• 取り組む課題
1 - 新聞記事の言葉選びを扱った抜粋で、福島瑞穂議員の発言を紹介した記事は、小沢代表と麻生総理それぞれについて何と書いていたか。
2 - レコードのうち「Practice step: find the green grass」を含む行から始め、レコードの末尾までを、「Practice step」を「Exercise step」に改めて書き直してください。画像は回答に含めないこと。

つい最近も社民党福島瑞穂議員が民主党小沢代表と自民党麻生総理それぞれの問題について触れたことを紹介する記事で、「小沢代表に注文を付け、麻生総理を批判した」とあった。言ってる内容はどちらに対しても大して差はないのだけど、小沢代表向けは「注文」で麻生総理向けは「批判」。注文を付けられるというのは、頑張ってくださいよ、しっかりしてくださいよ、的な応援のニュアンスを含み、批判されるというのは、まるでダメお話にならない、という拒絶のニュアンスを含む。
他にも「説明した」と「釈明した」では受ける印象が違うし、「力強く発言した」と「気色ばんだ」ではオロオロ感が違う。
つまり、記者が読者にどういった感情を持たせたいか、誰の視点、誰の立場を補強したいのかによって、感情を刺激するために用いる修飾語は変わってくる。
新聞記事は特に主語がない文章が多いので、新聞記者自身の感想や願望が、世論であるかのような誤解に誘導されやすい。
「物議を醸しそうだ」「問題を呼びそうだ」などの結びの場合、まだ物議を醸してないし問題を呼んでもいないけど、そうなって欲しい、という記者の願望が書かれているに過ぎない。
これも洞察力のある人ほど引っ掛かりやすい詐術なのではないかと思う。

その人は他にどんな発言をしているか

専門家の発言とか、○○○団体の代表といった人の発言というのは、聞いたこともない専門家であるほど、その裏が取りにくい。専門外の分野であれば尚更だ。
が、最近は便利なものもあるもんで、「専門家の○○○さん」とか、「○○○を守る会」などの個人名・団体名を検索することで、それらの発言者のその他の発言を閲覧することができる。

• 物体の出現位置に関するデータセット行
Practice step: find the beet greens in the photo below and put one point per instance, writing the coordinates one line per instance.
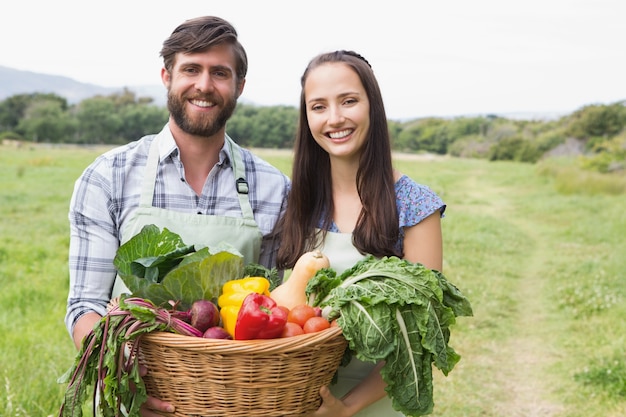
(108, 360)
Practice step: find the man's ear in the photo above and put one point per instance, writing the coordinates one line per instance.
(166, 77)
(240, 87)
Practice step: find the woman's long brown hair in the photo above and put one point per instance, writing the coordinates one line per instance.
(310, 199)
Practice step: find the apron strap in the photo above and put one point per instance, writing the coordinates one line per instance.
(240, 178)
(149, 179)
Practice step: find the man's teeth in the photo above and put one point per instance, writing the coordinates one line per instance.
(202, 103)
(340, 134)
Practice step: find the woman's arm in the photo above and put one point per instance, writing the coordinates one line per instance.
(423, 242)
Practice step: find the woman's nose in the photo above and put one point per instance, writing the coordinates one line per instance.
(335, 115)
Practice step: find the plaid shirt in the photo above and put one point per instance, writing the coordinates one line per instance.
(109, 189)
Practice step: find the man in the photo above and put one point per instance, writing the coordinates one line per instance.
(191, 177)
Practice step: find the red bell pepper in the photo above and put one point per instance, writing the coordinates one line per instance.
(259, 318)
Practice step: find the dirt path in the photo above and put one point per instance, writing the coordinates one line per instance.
(526, 380)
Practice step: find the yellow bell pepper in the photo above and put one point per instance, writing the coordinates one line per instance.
(233, 294)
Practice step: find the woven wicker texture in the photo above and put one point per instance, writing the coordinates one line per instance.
(270, 378)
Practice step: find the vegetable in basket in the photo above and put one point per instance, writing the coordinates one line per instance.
(232, 296)
(103, 363)
(291, 292)
(398, 312)
(259, 318)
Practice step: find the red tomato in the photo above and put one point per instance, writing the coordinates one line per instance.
(291, 329)
(315, 324)
(285, 309)
(300, 314)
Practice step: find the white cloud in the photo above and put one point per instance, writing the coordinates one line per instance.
(432, 58)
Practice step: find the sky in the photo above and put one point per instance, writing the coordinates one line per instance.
(441, 58)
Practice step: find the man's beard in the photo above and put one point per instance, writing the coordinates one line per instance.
(201, 125)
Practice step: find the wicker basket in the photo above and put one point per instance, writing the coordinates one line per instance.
(213, 377)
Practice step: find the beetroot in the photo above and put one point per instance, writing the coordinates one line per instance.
(216, 332)
(204, 314)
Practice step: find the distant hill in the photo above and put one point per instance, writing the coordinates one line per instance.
(13, 82)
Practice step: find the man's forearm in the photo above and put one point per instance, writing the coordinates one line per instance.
(83, 326)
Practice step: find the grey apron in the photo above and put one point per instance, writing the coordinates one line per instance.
(195, 229)
(343, 255)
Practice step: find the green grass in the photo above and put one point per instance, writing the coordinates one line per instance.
(542, 265)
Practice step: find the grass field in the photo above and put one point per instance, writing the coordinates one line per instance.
(544, 270)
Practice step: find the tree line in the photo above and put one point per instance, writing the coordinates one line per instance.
(597, 130)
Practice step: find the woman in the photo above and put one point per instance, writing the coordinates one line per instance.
(349, 201)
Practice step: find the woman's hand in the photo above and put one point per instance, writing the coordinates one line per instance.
(331, 405)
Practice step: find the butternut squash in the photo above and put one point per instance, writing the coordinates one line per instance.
(291, 292)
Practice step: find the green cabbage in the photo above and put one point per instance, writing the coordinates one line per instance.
(399, 312)
(158, 266)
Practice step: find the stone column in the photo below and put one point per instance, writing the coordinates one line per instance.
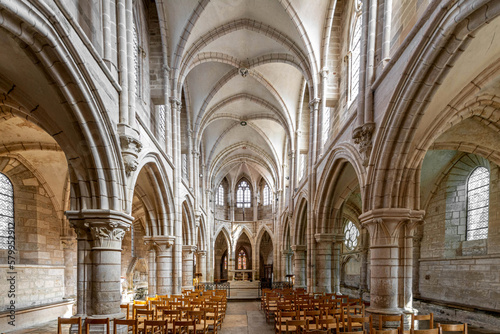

• 結果
1 - 「小沢代表に注文を付け、麻生総理を批判した」と書いていた。

2 -
Exercise step: find the green grass in the photo above and put one point per instance, writing the coordinates one line per instance.
(542, 265)
Exercise step: find the grass field in the photo above and put one point per instance, writing the coordinates one line per instance.
(544, 270)
Exercise step: find the tree line in the photo above and put one point per instance, writing the coordinates one line per instance.
(597, 130)
Exercise step: find the woman in the photo above and put one point per instance, writing the coordinates one line per instance.
(349, 201)
Exercise step: find the woman's hand in the photo above and put one point per instance, writing the coordinates one line per instance.
(331, 405)
Exercise step: find the butternut squash in the photo above and put one point per instance, writing the coordinates one line per instance.
(291, 292)
Exercise step: find the green cabbage in the photo above and put one point per instance, writing the coordinates one line per instance.
(399, 312)
(158, 266)
Exercise step: find the stone column in the photo below and put one point per instance, writing the coordinates one line per instance.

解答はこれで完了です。